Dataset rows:
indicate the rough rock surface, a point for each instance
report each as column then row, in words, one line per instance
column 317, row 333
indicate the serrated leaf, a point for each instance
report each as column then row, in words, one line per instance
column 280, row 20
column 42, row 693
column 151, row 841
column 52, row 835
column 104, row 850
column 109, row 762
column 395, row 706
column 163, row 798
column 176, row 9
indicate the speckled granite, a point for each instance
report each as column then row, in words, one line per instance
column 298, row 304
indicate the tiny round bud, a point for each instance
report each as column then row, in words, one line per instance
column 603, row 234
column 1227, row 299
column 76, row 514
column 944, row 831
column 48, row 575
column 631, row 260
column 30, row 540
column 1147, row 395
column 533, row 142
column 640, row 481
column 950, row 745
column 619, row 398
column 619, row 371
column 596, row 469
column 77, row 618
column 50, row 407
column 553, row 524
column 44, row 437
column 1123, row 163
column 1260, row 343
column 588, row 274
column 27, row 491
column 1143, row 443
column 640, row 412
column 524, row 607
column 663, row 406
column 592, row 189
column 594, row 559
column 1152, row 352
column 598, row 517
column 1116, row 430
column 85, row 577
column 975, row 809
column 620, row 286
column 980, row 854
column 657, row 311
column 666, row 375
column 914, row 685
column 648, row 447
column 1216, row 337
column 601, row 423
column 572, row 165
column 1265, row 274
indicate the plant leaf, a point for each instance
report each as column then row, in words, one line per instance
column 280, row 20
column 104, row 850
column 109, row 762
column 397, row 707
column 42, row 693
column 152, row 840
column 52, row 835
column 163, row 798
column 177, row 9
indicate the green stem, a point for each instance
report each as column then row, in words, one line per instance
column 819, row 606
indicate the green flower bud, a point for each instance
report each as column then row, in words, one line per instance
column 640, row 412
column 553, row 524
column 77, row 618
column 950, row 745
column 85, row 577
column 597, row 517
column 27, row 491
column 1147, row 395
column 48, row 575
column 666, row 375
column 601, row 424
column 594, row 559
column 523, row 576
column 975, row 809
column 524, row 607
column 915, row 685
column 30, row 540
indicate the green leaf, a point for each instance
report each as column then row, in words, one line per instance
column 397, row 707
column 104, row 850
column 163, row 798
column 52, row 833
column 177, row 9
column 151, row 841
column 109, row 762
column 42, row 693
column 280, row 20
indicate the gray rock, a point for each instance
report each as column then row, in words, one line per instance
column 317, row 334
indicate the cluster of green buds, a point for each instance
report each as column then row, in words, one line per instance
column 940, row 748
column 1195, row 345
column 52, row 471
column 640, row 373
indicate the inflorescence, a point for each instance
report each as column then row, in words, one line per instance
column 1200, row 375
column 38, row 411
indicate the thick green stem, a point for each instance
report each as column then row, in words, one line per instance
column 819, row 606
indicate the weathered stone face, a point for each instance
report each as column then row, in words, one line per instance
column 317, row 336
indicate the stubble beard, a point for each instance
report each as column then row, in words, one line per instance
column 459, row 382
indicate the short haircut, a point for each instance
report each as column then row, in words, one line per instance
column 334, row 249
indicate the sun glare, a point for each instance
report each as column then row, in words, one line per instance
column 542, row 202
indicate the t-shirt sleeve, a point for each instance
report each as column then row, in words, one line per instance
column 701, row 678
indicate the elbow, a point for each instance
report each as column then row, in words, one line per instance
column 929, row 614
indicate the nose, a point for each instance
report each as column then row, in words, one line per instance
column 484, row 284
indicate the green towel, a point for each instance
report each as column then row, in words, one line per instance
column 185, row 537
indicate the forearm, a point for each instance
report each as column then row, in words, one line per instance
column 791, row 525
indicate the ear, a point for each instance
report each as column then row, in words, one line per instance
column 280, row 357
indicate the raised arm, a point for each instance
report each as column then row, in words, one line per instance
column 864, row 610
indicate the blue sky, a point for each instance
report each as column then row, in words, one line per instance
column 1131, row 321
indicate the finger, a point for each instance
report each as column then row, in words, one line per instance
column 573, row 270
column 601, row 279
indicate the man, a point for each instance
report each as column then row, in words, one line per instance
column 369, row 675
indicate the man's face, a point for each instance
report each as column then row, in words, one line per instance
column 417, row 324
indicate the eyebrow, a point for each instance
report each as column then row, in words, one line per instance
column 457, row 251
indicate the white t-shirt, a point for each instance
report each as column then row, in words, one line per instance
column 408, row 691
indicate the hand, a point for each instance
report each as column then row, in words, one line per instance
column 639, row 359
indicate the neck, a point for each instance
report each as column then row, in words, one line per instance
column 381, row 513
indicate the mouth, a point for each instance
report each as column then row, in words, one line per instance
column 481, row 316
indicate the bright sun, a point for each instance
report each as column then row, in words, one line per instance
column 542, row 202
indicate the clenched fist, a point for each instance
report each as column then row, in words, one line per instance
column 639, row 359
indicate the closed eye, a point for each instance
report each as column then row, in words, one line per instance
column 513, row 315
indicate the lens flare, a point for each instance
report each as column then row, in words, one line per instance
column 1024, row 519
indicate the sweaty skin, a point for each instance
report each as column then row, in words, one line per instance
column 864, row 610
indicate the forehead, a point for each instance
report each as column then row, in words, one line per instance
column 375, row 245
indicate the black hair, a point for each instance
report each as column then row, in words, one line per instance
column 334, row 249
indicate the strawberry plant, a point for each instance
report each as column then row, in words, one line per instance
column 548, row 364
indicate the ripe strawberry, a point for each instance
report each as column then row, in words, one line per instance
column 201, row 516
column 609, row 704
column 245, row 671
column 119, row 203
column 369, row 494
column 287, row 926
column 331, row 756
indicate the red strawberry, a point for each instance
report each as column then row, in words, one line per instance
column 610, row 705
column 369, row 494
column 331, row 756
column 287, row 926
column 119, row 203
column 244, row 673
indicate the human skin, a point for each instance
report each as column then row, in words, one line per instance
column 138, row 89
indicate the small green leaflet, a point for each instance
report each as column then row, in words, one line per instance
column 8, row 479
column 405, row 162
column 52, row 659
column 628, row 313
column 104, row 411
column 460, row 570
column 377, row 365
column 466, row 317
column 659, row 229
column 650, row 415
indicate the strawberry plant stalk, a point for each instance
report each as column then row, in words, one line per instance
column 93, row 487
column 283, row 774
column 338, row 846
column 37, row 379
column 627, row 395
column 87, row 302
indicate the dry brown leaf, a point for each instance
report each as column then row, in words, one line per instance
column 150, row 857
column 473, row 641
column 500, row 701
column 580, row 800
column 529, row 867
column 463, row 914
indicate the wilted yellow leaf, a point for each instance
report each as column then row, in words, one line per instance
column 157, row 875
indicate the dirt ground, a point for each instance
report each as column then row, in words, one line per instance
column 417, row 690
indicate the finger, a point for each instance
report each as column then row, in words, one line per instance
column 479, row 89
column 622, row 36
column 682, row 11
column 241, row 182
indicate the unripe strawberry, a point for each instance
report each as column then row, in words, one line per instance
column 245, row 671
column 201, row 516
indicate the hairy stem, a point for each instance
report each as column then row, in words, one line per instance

GOAL:
Copy exactly, word for word, the line with "indicate the strawberry plant stalk, a" through the final line of the listing.

OUTPUT FOR THIS TASK:
indicate the strawberry plant stalk, a point for each instance
report each as column then row, in words, one line per instance
column 93, row 487
column 283, row 774
column 338, row 846
column 37, row 379
column 627, row 395
column 87, row 302
indicate the dry brown leaf, a point for each instance
report each as column then row, in words, one line per instance
column 150, row 857
column 473, row 641
column 500, row 701
column 580, row 800
column 529, row 867
column 463, row 914
indicate the wilted yellow leaf, a point for each instance
report each as column then row, in words, one line per instance
column 157, row 875
indicate the dirt ground, a point for each instance
report each as column then row, in words, one line per instance
column 417, row 690
indicate the finger, a point for each instance
report each as column then row, in words, one line per instance
column 479, row 89
column 622, row 36
column 682, row 11
column 241, row 182
indicate the unripe strawberry, a point for each instance
report each as column then row, in words, one line per instance
column 245, row 671
column 201, row 516
indicate the hairy stem, a point for each instance
report each as column then row, in words, one line per instance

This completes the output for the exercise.